> **Objective**
Reproduce verbatim the lines of the records that begin at the line containing "Where can the pony's tail" and continue through the final line of the records, and output nothing else.

> **Exercise data**
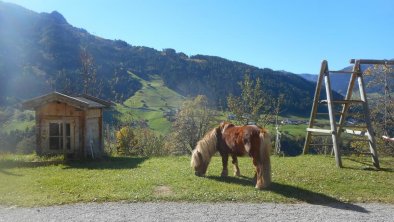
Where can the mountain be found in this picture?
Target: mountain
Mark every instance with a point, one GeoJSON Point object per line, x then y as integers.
{"type": "Point", "coordinates": [340, 81]}
{"type": "Point", "coordinates": [41, 52]}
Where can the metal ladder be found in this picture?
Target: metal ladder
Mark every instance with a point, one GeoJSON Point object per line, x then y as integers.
{"type": "Point", "coordinates": [336, 129]}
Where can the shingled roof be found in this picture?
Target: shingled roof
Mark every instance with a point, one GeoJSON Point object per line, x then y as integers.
{"type": "Point", "coordinates": [81, 101]}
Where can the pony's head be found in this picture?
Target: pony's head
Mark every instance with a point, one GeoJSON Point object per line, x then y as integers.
{"type": "Point", "coordinates": [224, 125]}
{"type": "Point", "coordinates": [205, 148]}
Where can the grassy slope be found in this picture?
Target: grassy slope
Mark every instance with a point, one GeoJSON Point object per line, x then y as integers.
{"type": "Point", "coordinates": [150, 102]}
{"type": "Point", "coordinates": [28, 181]}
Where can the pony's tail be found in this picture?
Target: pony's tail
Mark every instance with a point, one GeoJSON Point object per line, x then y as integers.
{"type": "Point", "coordinates": [265, 147]}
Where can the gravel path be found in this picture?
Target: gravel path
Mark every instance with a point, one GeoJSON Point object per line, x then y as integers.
{"type": "Point", "coordinates": [168, 211]}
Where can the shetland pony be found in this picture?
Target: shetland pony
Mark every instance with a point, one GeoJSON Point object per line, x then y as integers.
{"type": "Point", "coordinates": [233, 140]}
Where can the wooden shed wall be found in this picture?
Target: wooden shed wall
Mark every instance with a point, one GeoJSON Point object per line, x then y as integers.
{"type": "Point", "coordinates": [59, 112]}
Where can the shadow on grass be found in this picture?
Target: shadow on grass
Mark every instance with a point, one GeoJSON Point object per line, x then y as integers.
{"type": "Point", "coordinates": [296, 193]}
{"type": "Point", "coordinates": [9, 173]}
{"type": "Point", "coordinates": [367, 165]}
{"type": "Point", "coordinates": [107, 163]}
{"type": "Point", "coordinates": [313, 197]}
{"type": "Point", "coordinates": [9, 164]}
{"type": "Point", "coordinates": [242, 180]}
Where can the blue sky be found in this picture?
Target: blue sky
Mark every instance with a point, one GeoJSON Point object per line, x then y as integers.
{"type": "Point", "coordinates": [292, 35]}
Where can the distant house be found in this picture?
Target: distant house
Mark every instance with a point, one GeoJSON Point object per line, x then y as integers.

> **Written response**
Where can the pony's tail be found in this picture?
Target: pony's tail
Mark every instance with a point, one GeoJSON Point object per line, x then y as integers.
{"type": "Point", "coordinates": [265, 147]}
Where can the gravel path be found in this picture?
Target: gravel path
Mark every instance with a point, one GeoJSON Point object per line, x then y as integers.
{"type": "Point", "coordinates": [168, 211]}
Where can the shetland pony be found in this picture?
Target: shetland pony
Mark every instance with a point, one GeoJSON Point object per line, x then y as integers.
{"type": "Point", "coordinates": [233, 140]}
Where can the wooden shed wall be found in this picture?
Target: wooden shed wall
Mark every instance with a point, one GeoJSON Point object per line, x then y as integers.
{"type": "Point", "coordinates": [59, 112]}
Where can the shadow on grass be found in this picture?
Target: shadow on grass
Mark every instance with a point, one GeoJSON Point object per line, x then y as integers.
{"type": "Point", "coordinates": [296, 193]}
{"type": "Point", "coordinates": [9, 173]}
{"type": "Point", "coordinates": [367, 165]}
{"type": "Point", "coordinates": [107, 163]}
{"type": "Point", "coordinates": [313, 197]}
{"type": "Point", "coordinates": [9, 164]}
{"type": "Point", "coordinates": [242, 180]}
Where can the blue sky be found in this picture?
Target: blue sky
Mark every instance with a point, one GeoJSON Point object per line, x then y as integers.
{"type": "Point", "coordinates": [292, 35]}
Where can the distant house be found in this picture?
Target: distant house
Mark every instance with a point, one GeoJSON Point object per line, x then y as integers.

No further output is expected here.